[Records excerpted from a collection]
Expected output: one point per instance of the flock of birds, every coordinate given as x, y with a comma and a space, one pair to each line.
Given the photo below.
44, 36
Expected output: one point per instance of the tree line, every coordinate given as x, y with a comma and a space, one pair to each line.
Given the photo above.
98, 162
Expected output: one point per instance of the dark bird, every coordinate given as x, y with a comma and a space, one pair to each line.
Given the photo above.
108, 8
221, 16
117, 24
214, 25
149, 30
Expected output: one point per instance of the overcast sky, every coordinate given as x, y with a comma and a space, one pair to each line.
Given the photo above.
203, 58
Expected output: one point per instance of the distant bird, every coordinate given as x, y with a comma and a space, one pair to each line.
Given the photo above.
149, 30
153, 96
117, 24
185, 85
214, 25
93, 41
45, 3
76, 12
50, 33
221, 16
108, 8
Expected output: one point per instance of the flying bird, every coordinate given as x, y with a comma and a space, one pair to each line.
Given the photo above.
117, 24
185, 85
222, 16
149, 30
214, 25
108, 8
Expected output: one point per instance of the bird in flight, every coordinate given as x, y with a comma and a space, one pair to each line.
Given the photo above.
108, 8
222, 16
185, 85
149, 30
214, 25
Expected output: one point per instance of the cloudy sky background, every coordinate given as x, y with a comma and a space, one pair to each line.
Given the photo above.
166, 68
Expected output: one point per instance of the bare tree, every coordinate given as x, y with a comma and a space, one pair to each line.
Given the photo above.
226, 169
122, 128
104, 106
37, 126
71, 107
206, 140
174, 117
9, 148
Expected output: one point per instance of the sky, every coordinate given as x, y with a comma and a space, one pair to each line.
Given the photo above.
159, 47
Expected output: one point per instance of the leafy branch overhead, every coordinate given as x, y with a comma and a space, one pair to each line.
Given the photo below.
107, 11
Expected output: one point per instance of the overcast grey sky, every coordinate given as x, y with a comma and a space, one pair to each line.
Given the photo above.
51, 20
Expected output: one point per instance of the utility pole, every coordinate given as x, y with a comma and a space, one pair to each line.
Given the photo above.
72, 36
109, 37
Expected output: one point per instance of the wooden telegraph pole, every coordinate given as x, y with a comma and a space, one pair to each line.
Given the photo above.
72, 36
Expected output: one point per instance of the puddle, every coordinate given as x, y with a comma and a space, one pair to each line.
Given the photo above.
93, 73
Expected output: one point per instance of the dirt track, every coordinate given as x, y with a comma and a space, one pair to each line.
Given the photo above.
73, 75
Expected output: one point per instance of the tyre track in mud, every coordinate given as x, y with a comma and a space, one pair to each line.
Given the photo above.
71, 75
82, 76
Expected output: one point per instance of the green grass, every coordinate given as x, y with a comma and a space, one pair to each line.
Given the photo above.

Exercise objective. Write the material out again word for word.

Answer for the task.
Expected output: one point per instance of the flock of birds, every coordinate given as x, y with a comma and a space, one pair to each line.
Given the photo below.
44, 36
Expected output: one point per instance of the tree line, every coordinate given as x, y with a comma and a space, one pair to each line.
Given the photo above.
98, 162
Expected output: one point per instance of the dark bird, every coordinate given as x, y with a comma and a space, one pair to each line.
Given the photo above.
108, 8
221, 16
117, 24
214, 25
149, 30
Expected output: one point per instance of the overcast sky, every coordinate given as x, y with a comma and a space, one pair to each line.
Given the photo above.
203, 58
Expected output: one point per instance of the distant bird, every coordinate given as x, y with a comma and a space, one pair to each line.
Given the photo above.
149, 30
153, 96
117, 24
185, 85
214, 25
93, 41
45, 3
76, 12
50, 33
221, 16
108, 8
Expected output: one point per instance of the flying bird, every coordinate given as x, y with a comma and a space, one pair to each line.
Given the photo above.
117, 24
185, 85
222, 16
149, 30
214, 25
108, 8
Expected output: one point per instance of the bird in flight, every coordinate given as x, y with a comma and a space, one pair to each line.
Given the photo above.
108, 8
222, 16
185, 85
149, 30
214, 25
Expected output: one point per instance of the cloudy sky background, every coordinate given as x, y with a comma and a space, one pair to each line.
Given the photo above.
166, 68
Expected output: one point per instance of the bare tree, every coordinate given as x, y with a comma and a space, one pair to each line.
Given the photo above.
226, 169
122, 128
104, 106
37, 126
71, 107
206, 140
174, 117
9, 148
Expected output: one point per instance of the sky, every coordinate given as x, y with a comma and a space, one pair to each line.
Given the photo above.
159, 47
Expected output: one point per instance of the leafy branch overhead, every coordinate given as x, y with a comma and a space, one pair to each line.
Given the photo below.
107, 11
Expected output: one point per instance of the overcast grey sky, every coordinate given as x, y with a comma and a space, one pair to each line.
Given the photo above.
51, 20
Expected output: one point per instance of the utility pole, every coordinate given as x, y with a comma and a space, one pair to each line.
Given the photo above.
72, 36
109, 37
Expected output: one point per instance of the wooden telegraph pole, every coordinate given as x, y with a comma and a space, one pair to each line.
Given the photo above.
72, 36
Expected output: one point per instance of the puddle, every coordinate given as x, y with a comma and a space, one pair to each line.
Given the photo above.
93, 73
Expected output: one point per instance of the dirt track, every coordinate given as x, y with a comma and a space, one pair to each line.
Given the photo above.
73, 75
Expected output: one point per instance of the tyre track in mud, every coordinate given as x, y with a comma and a space, one pair to each line.
Given the photo above.
71, 75
82, 76
Expected output: one point per instance of the green grass, every coordinate given as x, y with a comma and a space, one pair to each line.
Given the photo above.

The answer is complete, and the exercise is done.